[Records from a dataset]
=== Begin Enclosure ===
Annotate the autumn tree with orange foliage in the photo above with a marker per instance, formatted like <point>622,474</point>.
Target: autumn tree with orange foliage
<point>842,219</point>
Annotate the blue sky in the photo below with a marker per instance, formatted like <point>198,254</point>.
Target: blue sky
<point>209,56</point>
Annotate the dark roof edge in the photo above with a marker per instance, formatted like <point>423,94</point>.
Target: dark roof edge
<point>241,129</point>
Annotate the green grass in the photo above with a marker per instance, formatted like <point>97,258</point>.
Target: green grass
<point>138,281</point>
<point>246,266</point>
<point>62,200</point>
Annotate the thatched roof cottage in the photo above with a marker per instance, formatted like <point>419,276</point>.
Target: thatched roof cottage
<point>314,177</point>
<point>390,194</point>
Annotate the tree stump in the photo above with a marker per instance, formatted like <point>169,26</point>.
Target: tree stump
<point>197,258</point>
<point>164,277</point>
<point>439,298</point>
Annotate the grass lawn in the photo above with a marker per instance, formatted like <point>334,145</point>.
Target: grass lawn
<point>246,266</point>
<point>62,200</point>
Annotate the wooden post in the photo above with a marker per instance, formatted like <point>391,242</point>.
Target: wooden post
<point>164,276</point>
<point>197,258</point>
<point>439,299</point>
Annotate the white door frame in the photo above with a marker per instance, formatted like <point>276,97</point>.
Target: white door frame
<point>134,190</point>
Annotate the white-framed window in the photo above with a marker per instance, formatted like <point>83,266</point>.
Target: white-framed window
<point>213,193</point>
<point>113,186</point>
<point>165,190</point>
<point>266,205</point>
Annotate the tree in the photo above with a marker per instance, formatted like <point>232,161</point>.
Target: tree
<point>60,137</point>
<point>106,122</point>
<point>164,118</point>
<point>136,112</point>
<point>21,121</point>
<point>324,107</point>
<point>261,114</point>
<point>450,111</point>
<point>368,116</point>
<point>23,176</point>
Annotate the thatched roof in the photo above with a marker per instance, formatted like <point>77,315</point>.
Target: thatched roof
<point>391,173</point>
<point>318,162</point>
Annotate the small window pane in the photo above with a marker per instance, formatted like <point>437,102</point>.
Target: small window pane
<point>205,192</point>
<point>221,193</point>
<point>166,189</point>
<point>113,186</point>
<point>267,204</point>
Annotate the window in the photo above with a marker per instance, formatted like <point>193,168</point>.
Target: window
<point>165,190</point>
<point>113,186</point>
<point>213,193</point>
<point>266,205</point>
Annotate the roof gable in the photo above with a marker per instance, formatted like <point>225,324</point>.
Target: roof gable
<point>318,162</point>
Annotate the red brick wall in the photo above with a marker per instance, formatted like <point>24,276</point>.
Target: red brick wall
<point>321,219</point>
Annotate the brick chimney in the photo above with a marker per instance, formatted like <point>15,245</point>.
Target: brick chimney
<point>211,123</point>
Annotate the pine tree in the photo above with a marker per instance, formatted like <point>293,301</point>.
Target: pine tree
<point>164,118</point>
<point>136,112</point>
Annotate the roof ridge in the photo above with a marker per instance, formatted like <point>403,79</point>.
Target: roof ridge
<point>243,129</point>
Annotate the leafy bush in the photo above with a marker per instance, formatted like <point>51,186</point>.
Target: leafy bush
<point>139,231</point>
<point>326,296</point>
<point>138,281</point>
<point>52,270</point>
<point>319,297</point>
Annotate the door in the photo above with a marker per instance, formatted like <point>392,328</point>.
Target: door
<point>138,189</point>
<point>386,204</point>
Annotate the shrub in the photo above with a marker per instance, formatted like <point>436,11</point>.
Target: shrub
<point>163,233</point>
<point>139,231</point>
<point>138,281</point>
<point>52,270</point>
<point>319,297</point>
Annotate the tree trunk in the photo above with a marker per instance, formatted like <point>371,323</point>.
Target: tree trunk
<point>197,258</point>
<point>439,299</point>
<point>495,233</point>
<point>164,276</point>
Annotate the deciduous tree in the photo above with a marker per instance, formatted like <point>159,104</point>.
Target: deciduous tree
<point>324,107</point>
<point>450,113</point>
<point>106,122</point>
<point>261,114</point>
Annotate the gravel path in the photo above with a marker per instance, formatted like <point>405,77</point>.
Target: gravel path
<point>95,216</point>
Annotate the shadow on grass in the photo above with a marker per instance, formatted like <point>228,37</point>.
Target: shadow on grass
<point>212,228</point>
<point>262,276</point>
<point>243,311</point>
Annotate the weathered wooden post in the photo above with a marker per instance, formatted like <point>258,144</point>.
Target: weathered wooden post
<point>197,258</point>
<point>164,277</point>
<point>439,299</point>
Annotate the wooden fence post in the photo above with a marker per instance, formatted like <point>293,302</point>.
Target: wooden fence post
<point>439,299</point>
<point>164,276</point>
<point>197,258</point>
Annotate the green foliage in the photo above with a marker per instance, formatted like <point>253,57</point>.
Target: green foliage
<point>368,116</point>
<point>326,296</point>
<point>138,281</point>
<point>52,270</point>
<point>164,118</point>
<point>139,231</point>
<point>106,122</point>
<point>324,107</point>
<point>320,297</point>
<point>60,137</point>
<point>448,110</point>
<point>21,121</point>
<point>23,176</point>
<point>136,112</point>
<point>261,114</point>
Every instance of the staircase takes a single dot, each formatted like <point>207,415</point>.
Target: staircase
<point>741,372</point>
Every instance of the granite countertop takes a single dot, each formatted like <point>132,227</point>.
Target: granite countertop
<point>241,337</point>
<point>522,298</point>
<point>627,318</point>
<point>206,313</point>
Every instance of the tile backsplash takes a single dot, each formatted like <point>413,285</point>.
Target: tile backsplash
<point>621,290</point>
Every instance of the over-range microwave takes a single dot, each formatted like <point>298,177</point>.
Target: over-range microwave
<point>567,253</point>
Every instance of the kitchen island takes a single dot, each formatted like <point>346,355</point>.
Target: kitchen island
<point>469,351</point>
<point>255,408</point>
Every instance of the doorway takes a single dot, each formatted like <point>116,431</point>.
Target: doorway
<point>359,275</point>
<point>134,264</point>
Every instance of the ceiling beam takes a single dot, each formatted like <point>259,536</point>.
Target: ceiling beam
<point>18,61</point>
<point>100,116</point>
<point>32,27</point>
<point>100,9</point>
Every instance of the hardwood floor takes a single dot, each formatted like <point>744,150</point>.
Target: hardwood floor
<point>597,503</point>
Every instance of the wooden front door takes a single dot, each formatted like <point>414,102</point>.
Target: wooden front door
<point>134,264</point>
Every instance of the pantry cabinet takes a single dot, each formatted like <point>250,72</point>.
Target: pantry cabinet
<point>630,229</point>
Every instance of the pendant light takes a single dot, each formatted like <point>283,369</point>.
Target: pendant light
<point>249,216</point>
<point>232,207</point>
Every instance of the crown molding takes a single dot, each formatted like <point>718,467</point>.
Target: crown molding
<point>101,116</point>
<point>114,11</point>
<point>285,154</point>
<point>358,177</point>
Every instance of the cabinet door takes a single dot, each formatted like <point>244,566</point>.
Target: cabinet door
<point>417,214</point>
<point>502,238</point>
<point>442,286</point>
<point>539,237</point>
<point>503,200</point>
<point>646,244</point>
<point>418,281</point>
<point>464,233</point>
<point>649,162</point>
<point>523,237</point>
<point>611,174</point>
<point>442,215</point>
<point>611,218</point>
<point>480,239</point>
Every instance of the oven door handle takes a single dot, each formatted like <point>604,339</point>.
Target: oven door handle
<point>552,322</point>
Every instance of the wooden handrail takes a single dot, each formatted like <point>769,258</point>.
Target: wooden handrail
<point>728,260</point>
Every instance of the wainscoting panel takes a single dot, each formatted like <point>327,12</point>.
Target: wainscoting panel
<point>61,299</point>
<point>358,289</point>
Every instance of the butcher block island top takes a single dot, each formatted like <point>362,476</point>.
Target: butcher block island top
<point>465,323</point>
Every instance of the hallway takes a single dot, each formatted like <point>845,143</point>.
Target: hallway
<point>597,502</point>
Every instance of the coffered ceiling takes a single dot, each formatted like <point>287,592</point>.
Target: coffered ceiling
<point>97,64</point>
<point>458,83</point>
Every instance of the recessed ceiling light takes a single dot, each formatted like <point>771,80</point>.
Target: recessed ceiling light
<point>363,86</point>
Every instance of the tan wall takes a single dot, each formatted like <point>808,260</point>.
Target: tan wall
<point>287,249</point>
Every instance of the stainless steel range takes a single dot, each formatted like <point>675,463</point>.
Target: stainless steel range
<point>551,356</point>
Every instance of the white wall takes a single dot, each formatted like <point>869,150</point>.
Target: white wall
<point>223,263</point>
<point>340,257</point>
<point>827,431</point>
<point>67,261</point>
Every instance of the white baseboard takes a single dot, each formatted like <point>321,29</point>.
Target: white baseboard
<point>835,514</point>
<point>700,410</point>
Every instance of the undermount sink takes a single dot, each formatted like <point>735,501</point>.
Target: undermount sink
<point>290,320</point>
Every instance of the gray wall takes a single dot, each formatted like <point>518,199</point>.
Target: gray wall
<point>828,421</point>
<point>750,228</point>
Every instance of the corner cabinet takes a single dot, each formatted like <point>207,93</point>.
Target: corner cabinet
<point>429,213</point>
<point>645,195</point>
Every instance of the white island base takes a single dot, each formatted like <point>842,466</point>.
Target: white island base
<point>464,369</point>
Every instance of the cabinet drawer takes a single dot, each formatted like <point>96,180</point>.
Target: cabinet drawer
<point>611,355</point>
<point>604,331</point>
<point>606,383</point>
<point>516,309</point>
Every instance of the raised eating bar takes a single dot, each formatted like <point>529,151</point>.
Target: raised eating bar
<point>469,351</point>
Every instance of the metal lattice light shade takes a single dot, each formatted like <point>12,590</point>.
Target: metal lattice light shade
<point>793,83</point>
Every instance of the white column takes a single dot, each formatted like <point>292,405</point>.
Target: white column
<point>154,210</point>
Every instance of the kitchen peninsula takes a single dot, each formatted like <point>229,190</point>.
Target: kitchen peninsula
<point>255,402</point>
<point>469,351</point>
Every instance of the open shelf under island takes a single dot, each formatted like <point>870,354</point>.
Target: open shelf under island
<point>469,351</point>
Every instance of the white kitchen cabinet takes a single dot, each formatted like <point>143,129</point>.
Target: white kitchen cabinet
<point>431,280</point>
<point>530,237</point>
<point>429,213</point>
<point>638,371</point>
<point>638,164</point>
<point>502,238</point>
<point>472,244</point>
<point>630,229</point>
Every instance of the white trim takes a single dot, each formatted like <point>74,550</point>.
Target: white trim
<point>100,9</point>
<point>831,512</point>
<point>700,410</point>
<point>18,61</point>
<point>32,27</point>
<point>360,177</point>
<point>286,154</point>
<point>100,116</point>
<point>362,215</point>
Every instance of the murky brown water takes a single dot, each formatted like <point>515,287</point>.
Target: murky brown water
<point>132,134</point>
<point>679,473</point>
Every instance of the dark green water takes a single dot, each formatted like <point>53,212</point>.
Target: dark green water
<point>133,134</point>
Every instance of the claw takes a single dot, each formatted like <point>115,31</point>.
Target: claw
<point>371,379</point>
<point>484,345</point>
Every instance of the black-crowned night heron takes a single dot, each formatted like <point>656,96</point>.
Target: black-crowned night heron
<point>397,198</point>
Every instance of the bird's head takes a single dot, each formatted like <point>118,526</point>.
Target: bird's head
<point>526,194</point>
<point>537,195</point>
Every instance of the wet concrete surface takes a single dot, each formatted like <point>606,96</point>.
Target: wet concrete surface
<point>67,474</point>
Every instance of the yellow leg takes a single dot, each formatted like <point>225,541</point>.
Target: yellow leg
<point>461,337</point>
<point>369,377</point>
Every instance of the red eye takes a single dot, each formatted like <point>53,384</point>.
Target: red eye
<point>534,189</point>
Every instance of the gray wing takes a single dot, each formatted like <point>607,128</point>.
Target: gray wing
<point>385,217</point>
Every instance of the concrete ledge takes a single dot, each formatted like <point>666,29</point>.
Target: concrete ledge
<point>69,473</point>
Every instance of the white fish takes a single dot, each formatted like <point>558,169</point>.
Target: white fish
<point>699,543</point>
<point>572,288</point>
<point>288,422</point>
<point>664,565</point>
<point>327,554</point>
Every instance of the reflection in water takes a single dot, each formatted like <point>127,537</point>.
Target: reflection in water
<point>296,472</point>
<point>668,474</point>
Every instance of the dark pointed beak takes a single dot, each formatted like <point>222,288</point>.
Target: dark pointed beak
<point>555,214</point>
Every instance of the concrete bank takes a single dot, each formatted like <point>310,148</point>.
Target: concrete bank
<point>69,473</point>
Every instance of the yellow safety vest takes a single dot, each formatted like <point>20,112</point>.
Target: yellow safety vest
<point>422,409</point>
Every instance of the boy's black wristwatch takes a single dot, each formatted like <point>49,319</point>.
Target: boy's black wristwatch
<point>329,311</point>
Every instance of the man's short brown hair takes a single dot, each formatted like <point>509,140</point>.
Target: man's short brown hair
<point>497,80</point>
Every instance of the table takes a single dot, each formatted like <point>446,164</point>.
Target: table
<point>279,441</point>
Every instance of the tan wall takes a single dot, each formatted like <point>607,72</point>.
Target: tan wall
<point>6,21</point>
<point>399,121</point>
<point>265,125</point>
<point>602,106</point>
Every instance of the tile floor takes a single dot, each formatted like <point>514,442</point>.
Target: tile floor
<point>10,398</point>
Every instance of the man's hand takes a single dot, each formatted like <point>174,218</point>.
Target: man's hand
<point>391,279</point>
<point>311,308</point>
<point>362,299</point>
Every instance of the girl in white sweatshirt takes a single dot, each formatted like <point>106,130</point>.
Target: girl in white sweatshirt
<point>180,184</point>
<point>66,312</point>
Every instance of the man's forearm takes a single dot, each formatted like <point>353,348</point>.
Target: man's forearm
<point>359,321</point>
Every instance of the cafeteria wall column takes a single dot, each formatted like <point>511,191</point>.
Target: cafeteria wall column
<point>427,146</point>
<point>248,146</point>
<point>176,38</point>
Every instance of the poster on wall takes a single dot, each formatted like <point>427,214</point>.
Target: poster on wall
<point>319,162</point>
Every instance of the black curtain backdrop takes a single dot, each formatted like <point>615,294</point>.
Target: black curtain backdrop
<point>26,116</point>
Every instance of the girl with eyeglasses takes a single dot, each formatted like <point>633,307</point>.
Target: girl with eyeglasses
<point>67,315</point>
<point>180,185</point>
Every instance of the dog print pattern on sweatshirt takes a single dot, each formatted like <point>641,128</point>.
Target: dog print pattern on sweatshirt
=== End Enclosure ===
Task objective: Check the lines above and copy each one that includes "pattern".

Reply to the task:
Every instance of the dog print pattern on sweatshirt takes a single dot, each formatted like <point>641,128</point>.
Target: dog print pattern on sweatshirt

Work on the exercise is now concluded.